__Short problem__: Please extract each line from the records below that contains the word "hockey".

__Raw records__:
◆ ◆ ◆ ◆
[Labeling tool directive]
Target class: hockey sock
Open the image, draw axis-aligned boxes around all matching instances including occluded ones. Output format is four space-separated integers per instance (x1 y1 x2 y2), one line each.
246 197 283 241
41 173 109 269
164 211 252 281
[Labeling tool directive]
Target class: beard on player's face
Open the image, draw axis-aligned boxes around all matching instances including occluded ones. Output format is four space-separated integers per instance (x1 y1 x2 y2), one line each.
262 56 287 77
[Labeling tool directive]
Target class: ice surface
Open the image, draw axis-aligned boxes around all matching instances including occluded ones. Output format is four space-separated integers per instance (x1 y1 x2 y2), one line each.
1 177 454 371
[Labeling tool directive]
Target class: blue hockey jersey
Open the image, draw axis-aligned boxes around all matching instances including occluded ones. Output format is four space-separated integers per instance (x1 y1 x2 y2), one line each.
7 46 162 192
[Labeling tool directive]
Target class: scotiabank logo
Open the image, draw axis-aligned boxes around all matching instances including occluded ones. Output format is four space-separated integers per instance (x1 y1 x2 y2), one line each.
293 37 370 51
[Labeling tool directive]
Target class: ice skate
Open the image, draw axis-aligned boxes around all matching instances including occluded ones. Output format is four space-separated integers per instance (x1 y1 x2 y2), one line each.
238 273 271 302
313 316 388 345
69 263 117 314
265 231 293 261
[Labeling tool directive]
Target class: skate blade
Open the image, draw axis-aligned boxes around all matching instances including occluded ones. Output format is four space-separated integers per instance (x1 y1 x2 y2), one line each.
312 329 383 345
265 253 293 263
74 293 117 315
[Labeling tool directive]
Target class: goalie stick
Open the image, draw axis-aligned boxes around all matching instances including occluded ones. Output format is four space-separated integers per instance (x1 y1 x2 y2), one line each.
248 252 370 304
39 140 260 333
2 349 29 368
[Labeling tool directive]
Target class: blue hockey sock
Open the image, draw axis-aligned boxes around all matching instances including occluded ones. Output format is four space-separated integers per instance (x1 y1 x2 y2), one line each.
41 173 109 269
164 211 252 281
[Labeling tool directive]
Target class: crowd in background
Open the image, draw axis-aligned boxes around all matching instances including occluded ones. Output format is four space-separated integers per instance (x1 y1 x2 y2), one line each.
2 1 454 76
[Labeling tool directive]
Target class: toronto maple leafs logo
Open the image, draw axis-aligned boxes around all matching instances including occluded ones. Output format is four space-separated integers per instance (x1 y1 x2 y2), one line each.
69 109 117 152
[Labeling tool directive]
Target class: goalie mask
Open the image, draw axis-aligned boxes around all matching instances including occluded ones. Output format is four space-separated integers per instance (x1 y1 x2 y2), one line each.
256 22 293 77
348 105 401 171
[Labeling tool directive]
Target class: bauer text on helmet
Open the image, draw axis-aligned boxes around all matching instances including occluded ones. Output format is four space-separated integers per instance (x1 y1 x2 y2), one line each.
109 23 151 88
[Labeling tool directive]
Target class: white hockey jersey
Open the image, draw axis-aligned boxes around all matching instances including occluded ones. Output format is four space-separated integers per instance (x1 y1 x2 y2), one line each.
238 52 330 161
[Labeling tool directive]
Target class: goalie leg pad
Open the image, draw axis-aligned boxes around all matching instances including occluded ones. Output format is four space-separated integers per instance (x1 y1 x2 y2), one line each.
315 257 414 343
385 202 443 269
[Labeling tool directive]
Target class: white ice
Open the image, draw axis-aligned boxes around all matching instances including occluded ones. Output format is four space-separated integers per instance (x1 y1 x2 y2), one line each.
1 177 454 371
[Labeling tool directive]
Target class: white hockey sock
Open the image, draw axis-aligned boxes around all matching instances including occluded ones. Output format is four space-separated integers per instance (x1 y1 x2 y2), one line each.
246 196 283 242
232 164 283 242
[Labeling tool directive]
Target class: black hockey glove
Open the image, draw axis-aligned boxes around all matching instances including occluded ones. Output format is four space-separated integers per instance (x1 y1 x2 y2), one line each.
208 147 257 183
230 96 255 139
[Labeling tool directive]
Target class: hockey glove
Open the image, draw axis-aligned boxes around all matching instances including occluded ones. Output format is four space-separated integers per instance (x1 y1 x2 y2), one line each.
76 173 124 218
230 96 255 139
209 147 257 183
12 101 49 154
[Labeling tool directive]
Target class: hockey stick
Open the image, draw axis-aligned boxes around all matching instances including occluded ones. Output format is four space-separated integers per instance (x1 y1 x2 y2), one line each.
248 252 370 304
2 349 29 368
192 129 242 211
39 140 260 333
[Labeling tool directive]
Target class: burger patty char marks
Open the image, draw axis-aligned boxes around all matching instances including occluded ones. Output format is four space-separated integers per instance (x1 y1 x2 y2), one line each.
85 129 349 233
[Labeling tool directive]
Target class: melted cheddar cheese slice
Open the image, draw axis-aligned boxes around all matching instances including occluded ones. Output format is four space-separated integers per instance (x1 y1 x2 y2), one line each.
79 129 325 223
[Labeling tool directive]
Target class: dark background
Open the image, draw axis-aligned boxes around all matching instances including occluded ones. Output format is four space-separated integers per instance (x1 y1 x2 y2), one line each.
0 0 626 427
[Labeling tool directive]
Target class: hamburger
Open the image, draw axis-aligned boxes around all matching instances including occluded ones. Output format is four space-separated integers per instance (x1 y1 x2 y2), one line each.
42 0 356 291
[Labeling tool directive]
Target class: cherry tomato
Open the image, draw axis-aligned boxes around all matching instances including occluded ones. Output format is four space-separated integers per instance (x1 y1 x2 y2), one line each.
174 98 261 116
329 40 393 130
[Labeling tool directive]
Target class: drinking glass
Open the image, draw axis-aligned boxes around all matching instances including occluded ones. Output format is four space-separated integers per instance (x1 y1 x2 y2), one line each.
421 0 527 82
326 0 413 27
◆ ◆ ◆ ◆
__Result__:
Target class: hockey sock
Target class: blue hockey jersey
Target class: blue hockey sock
Target class: white hockey jersey
Target class: white hockey sock
Target class: black hockey glove
Target class: hockey glove
Target class: hockey stick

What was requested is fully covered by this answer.